■ **What you should do**: Pull out every line below that includes the word "palm" and copy each one as it appears.

[Point annotation records]
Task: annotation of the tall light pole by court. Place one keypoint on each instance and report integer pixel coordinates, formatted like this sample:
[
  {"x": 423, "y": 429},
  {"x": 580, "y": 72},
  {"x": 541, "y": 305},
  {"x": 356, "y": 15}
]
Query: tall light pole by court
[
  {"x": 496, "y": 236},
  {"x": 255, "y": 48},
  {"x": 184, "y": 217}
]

* * *

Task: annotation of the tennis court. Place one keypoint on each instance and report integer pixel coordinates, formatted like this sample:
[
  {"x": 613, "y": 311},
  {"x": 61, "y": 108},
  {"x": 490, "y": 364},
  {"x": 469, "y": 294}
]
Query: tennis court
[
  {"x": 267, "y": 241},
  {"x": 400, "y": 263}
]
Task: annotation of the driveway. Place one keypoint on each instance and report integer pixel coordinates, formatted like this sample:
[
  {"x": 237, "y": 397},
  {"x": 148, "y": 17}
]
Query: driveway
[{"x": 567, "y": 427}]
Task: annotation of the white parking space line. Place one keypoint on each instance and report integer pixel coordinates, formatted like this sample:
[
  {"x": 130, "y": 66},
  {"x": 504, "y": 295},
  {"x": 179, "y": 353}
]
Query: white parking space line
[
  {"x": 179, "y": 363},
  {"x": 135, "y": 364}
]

...

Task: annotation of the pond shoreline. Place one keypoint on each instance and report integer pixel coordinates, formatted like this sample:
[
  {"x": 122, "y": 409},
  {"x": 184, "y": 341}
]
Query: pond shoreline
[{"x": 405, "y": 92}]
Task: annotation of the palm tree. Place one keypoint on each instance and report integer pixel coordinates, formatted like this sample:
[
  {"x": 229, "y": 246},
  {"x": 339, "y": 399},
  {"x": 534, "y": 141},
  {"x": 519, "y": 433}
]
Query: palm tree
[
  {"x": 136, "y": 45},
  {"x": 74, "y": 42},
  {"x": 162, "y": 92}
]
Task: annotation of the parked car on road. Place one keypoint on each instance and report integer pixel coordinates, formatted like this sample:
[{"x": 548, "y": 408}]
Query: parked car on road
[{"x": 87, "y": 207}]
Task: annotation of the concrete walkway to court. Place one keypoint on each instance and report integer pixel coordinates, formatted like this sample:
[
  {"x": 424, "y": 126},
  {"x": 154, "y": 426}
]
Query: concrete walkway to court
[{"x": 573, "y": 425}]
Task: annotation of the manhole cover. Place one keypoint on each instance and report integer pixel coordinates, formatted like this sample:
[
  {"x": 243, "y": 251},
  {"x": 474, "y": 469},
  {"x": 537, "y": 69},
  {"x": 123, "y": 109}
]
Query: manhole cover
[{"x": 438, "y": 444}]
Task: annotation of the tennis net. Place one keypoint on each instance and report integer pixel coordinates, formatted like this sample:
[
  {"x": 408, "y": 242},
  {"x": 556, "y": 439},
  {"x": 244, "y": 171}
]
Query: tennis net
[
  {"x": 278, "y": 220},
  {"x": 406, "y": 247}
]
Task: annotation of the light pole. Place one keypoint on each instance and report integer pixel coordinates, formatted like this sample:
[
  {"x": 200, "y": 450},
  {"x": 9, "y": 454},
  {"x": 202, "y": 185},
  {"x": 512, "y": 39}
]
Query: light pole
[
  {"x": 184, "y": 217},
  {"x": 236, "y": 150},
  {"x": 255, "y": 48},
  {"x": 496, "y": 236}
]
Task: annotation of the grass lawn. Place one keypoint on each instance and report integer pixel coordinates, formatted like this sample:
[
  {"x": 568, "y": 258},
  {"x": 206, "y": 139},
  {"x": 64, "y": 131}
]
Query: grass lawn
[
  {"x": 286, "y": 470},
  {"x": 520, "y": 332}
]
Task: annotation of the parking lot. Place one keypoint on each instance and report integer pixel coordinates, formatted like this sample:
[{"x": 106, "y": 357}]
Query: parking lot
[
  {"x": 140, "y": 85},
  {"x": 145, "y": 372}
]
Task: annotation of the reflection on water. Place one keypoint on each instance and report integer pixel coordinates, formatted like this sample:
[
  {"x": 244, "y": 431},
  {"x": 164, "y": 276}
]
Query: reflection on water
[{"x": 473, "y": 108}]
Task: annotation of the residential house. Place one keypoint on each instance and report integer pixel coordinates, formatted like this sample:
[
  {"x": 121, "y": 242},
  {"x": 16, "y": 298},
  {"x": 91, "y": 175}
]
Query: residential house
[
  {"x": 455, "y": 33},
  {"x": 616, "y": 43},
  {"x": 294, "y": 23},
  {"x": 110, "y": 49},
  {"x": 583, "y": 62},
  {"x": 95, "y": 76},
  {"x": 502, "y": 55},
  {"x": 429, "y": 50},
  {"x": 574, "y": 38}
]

■ **Written solution**:
Task: annotation of the palm tree. Place one keypoint on each instance and report integer pixel coordinates, formatted like this sample:
Query: palm tree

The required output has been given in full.